● **Exercise requirements**: Your task is to output the entries below word for word.

Pointing dataset excerpts:
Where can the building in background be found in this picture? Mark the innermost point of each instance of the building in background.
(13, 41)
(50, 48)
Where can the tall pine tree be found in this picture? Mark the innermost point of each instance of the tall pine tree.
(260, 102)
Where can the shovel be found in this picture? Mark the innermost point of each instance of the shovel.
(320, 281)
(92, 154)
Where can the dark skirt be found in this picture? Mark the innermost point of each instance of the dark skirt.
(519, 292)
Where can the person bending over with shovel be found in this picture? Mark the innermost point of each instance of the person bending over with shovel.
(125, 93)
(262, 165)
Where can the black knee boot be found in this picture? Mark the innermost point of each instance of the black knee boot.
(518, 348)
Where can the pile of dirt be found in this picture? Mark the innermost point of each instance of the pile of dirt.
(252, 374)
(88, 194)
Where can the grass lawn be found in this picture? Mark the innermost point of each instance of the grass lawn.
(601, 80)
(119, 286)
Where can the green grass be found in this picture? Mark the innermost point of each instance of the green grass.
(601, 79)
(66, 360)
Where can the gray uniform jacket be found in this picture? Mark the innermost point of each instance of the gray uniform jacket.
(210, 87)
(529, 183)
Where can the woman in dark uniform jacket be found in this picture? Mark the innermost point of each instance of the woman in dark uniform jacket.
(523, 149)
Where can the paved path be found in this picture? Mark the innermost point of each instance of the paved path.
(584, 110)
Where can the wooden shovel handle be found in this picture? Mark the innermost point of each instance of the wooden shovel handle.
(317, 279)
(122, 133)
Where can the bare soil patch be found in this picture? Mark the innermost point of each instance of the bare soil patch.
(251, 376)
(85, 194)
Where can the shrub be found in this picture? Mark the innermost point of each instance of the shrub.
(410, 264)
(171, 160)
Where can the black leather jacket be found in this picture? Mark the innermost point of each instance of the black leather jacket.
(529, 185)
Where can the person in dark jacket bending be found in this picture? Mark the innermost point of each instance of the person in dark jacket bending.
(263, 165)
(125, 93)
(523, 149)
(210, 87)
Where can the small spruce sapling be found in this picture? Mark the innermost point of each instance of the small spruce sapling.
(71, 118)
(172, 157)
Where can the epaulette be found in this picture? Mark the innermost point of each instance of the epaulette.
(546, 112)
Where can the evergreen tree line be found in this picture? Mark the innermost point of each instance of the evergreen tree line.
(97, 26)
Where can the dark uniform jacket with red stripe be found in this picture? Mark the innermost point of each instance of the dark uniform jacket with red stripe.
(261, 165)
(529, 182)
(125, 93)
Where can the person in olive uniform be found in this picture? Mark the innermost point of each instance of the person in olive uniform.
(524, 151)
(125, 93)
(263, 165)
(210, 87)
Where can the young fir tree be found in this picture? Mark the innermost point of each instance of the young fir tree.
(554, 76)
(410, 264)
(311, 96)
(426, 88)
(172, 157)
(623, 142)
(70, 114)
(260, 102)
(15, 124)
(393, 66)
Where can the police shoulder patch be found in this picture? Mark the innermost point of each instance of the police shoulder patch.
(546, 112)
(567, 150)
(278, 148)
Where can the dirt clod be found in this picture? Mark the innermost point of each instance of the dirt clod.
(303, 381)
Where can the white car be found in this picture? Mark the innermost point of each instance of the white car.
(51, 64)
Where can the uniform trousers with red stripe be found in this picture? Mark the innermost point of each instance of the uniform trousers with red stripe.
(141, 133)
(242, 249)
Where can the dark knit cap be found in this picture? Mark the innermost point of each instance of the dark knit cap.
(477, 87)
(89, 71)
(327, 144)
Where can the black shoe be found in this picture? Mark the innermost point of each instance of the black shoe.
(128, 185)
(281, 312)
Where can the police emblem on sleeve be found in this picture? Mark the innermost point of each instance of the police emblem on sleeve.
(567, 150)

● **Solution for this exercise**:
Where can the building in background be found in this picture? Mark the innermost point of each instance of the building in background.
(13, 41)
(50, 48)
Where can the tall pine tree be found in this picture? Mark the innermost point of each instance of the tall pine tree.
(260, 102)
Where can the shovel be found in this picture? Mark the innermost point of each instance of the shovel.
(320, 281)
(92, 154)
Where can the dark skirt be found in this picture? Mark the innermost point of each instance of the dark skirt.
(519, 292)
Where can the person bending over with shovel be found in this picture? Mark the innermost point of each instance of the person bending over with shovel.
(125, 93)
(262, 165)
Where can the black knee boot be found in this picture? Mark the innermost point of each instance of the black knee boot.
(518, 348)
Where can the pile of dirt be found in this picture? Mark the innermost point of each instance of the pile of dirt.
(252, 374)
(88, 194)
Where can the grass lawn be found in this picture? Mark the innermost point of each instance of the grass lawn.
(601, 80)
(119, 286)
Where can the green grass be found in this picture? Mark the innermost point of each instance of the green grass.
(601, 79)
(66, 360)
Where can the gray uniform jacket be found in this picture? Mark the innermost point of each instance of the gray uniform jacket.
(210, 87)
(529, 183)
Where can the woman in dark uniform jacket be found in this picture? Mark the innermost point of each instance of the woman in dark uniform jacket.
(523, 149)
Where can the paved path be found in this picture? Mark the innermost point of each instance of the paved path.
(584, 110)
Where can the wooden shovel handle be found in this picture? Mark the innermost point of each instance of the wooden shovel handle.
(317, 279)
(122, 133)
Where can the bare soil patch be found in this picture? Mark the innermost point of each instance of the bare soil patch.
(251, 376)
(85, 194)
Where can the shrub be found in this picture? Mark the innermost point of each instance of the shrub.
(410, 264)
(171, 160)
Where can the black leather jacket be found in this picture? Mark the innermost point of each instance of the black leather jacket.
(529, 185)
Where can the person in dark jacket bending be found in this picture? Mark the innermost point of each instance of the person in dark jacket bending.
(263, 165)
(125, 93)
(523, 149)
(210, 87)
Where can the small spruce sapling be found in this picture? Mark the innermost point of each instance of the small spruce sapling.
(71, 118)
(172, 157)
Where can the epaulette be found in this picture? Mark the innermost point of each instance of the epaulette.
(546, 112)
Where can the evergreen tree line be found in this picture? Mark the innermost point of each instance of the evergreen tree line.
(97, 26)
Where can the dark uniform jacket with red stripe be found in this picture? Mark the innermost point of each instance of the dark uniform jacket with red stripe.
(261, 165)
(529, 182)
(125, 93)
Where can the person in olive uniform be found in this picture? Mark the innermost point of each instance of the person in olive uniform.
(524, 151)
(125, 93)
(263, 165)
(210, 87)
Where can the young fir tree be found in this picture? Mark the innermost point of each instance of the young fir tree.
(554, 76)
(410, 264)
(311, 96)
(426, 88)
(172, 157)
(623, 142)
(70, 114)
(260, 102)
(15, 124)
(393, 66)
Where can the police shoulder patch be found in this picture? Mark the innermost point of each instance of the police shoulder patch.
(546, 112)
(567, 150)
(278, 148)
Where can the dirt clod be found in this picture? Mark the innermost point of each instance of the dirt clod.
(303, 381)
Where can the white car be found in this picture? Mark the innermost point of each instance of the white car.
(51, 64)
Where can the uniform trousers with red stripe be found in this picture? Mark the innermost point of each instance of the uniform trousers with red stripe.
(141, 133)
(242, 249)
Where can the dark knit cap be found in this picture? Mark the innermost point of each instance of the dark knit cap.
(477, 87)
(89, 71)
(327, 144)
Where can the black shoe be found in this picture? Mark the innermost point of each instance of the black shoe.
(128, 185)
(281, 312)
Where can the police emblem on sleeve be found in this picture? Mark the innermost point of each instance of the police emblem on sleeve.
(567, 150)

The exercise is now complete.